__Collected data__

—————

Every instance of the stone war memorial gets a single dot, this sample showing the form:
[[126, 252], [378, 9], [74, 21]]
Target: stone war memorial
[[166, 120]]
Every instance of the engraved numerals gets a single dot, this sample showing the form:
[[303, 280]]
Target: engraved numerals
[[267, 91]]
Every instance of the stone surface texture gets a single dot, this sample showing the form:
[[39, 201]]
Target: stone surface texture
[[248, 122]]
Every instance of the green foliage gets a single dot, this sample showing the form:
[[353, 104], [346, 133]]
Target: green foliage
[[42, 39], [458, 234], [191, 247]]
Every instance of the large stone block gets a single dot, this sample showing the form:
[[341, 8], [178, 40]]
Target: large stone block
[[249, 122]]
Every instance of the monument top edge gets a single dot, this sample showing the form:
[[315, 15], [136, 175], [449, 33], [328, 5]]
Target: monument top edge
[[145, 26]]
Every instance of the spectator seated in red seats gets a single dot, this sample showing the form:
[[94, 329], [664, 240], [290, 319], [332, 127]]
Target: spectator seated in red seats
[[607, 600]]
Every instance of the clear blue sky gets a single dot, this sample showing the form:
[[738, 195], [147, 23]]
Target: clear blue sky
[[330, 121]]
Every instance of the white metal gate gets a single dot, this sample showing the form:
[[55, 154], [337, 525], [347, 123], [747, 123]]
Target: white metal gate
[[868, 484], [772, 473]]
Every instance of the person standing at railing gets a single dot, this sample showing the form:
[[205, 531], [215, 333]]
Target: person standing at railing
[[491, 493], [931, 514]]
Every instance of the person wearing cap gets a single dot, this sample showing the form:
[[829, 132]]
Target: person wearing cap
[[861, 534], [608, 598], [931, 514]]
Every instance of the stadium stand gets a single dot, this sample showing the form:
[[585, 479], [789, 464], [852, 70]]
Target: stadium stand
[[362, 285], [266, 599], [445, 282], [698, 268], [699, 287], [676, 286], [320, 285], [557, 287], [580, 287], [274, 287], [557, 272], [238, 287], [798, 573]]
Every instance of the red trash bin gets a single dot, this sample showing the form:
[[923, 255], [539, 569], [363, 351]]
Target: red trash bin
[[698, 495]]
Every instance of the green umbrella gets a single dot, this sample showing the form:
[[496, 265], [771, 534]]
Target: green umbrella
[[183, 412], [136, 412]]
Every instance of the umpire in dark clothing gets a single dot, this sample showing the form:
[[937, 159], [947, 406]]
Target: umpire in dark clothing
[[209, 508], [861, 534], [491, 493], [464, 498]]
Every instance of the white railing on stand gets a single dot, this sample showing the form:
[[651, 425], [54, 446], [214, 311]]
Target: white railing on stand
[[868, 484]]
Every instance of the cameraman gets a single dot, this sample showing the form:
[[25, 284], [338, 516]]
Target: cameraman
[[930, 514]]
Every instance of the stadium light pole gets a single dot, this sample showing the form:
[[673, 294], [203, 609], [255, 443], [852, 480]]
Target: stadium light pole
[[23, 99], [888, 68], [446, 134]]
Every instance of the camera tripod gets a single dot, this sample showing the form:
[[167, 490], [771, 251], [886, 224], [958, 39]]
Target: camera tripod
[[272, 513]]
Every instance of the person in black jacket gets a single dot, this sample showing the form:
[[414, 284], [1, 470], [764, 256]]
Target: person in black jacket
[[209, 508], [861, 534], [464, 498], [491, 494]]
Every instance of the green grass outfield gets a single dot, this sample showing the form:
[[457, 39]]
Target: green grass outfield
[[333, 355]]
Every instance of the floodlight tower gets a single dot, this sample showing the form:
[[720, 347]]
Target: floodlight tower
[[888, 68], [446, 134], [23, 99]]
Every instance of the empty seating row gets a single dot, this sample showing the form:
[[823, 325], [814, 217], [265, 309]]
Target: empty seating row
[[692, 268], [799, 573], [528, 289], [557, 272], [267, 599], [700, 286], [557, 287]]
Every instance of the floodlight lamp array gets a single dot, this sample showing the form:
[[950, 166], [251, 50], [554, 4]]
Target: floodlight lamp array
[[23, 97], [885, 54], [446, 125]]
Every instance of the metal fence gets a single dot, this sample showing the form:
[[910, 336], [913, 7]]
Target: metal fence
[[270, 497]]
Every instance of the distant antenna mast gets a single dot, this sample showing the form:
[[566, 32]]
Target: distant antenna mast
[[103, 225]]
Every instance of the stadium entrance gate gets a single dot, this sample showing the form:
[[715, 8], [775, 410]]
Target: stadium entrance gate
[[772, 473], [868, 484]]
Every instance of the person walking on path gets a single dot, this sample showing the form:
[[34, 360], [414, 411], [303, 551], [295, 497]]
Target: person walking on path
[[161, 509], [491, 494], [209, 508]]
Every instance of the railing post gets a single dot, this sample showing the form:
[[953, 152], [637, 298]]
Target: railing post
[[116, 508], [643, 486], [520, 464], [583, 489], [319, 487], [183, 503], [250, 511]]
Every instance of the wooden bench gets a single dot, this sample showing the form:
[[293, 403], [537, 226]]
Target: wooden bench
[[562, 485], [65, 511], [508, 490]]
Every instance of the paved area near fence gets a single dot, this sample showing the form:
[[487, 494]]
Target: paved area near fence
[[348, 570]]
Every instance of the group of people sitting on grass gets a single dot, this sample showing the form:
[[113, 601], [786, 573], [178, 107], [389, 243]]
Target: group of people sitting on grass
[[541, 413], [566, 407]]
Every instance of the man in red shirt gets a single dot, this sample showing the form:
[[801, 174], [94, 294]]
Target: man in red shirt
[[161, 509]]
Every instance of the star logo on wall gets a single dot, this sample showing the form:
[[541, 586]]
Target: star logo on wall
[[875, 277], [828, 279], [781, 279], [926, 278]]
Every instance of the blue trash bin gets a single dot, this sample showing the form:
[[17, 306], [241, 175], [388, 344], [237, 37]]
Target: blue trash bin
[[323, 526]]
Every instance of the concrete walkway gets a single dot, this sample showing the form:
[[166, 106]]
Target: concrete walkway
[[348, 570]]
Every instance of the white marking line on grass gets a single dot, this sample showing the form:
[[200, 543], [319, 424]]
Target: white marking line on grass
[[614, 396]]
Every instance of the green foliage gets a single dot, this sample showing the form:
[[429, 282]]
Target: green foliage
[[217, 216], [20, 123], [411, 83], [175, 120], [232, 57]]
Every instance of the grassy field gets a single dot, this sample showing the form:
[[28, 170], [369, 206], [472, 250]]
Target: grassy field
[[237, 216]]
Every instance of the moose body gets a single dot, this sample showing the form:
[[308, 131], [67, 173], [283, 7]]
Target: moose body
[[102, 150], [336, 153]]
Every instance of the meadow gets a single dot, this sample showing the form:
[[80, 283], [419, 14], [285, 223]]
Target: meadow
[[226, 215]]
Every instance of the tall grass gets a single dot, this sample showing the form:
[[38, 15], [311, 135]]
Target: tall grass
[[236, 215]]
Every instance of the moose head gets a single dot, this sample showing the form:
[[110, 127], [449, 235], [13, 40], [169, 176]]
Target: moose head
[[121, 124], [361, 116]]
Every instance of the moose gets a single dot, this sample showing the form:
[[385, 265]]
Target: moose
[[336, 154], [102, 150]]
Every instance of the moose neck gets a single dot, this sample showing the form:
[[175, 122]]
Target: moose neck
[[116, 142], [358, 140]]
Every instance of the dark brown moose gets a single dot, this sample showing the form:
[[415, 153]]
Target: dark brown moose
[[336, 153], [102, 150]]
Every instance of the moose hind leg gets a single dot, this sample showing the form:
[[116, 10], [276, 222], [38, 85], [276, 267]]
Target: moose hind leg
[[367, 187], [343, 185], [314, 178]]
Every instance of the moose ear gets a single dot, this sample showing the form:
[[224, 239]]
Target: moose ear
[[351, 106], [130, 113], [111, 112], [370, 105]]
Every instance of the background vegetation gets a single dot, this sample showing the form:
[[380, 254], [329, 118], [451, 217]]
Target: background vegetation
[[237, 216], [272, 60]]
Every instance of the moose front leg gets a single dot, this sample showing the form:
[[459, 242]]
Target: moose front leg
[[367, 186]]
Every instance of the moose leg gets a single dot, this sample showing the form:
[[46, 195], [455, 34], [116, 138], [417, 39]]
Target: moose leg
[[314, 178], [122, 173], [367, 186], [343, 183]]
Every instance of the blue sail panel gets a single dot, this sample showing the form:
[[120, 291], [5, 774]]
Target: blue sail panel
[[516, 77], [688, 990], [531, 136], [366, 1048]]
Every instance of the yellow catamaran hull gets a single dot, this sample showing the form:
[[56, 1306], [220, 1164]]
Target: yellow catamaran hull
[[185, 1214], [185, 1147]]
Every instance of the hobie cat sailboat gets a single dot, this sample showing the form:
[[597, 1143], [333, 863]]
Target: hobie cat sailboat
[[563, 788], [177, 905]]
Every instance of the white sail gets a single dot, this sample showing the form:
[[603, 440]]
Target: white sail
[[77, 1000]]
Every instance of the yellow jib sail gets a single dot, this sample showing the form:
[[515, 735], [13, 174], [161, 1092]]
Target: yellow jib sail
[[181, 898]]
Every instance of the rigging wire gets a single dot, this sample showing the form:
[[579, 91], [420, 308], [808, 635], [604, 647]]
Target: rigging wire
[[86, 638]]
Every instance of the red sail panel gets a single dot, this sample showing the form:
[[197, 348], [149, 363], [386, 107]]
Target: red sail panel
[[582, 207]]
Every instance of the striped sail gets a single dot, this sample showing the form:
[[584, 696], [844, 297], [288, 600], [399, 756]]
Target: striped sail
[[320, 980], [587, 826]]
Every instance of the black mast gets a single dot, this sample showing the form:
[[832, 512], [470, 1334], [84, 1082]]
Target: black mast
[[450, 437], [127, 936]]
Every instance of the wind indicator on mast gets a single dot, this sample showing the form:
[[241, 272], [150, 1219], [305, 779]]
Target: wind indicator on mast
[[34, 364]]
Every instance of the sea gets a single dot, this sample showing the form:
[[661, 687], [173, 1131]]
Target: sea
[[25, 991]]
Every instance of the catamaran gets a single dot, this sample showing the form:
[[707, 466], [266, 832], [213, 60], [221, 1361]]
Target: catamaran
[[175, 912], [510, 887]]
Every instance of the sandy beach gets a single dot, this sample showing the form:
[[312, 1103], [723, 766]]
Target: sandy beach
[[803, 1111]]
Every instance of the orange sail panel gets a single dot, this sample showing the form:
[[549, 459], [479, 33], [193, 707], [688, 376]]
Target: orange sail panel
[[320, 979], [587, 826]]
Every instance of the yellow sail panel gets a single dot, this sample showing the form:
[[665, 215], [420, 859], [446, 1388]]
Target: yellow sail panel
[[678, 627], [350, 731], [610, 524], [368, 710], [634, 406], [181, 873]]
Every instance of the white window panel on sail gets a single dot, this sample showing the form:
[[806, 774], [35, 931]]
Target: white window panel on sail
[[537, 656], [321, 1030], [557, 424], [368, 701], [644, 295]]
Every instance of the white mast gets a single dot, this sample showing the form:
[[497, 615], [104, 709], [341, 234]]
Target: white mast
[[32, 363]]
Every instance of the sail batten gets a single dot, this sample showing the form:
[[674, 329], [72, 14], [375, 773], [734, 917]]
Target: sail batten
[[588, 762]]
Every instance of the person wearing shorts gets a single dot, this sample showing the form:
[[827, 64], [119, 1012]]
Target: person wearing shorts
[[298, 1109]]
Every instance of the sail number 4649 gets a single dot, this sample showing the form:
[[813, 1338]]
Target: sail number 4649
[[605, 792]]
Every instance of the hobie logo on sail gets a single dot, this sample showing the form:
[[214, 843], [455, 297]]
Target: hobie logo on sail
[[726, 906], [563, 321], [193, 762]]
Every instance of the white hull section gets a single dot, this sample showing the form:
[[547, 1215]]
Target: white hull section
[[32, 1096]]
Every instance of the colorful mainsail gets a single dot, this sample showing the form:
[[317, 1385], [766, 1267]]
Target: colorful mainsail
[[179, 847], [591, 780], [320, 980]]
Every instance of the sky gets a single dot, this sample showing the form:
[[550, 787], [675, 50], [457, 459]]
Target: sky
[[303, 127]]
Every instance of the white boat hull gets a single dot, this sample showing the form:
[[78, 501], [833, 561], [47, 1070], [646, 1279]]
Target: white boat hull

—————

__AIM OF THE TASK__
Return word for word the lines above from the line with "[[651, 425], [54, 446], [214, 311]]" to the line with "[[167, 490], [771, 251], [886, 224], [958, 39]]", including both and leaving out all others.

__ANSWER__
[[651, 425], [54, 446], [214, 311]]
Target: white railing on stand
[[868, 484]]
Every instance of the cameraman gets a single dot, this sample showing the form:
[[25, 284], [338, 516]]
Target: cameraman
[[930, 514]]
Every instance of the stadium light pole gets a single dot, this sample showing the form:
[[673, 294], [203, 609], [255, 443], [852, 480]]
Target: stadium light pole
[[23, 99], [888, 68], [446, 134]]
Every instance of the camera tripod gets a single dot, this sample showing the form:
[[167, 490], [771, 251], [886, 224], [958, 39]]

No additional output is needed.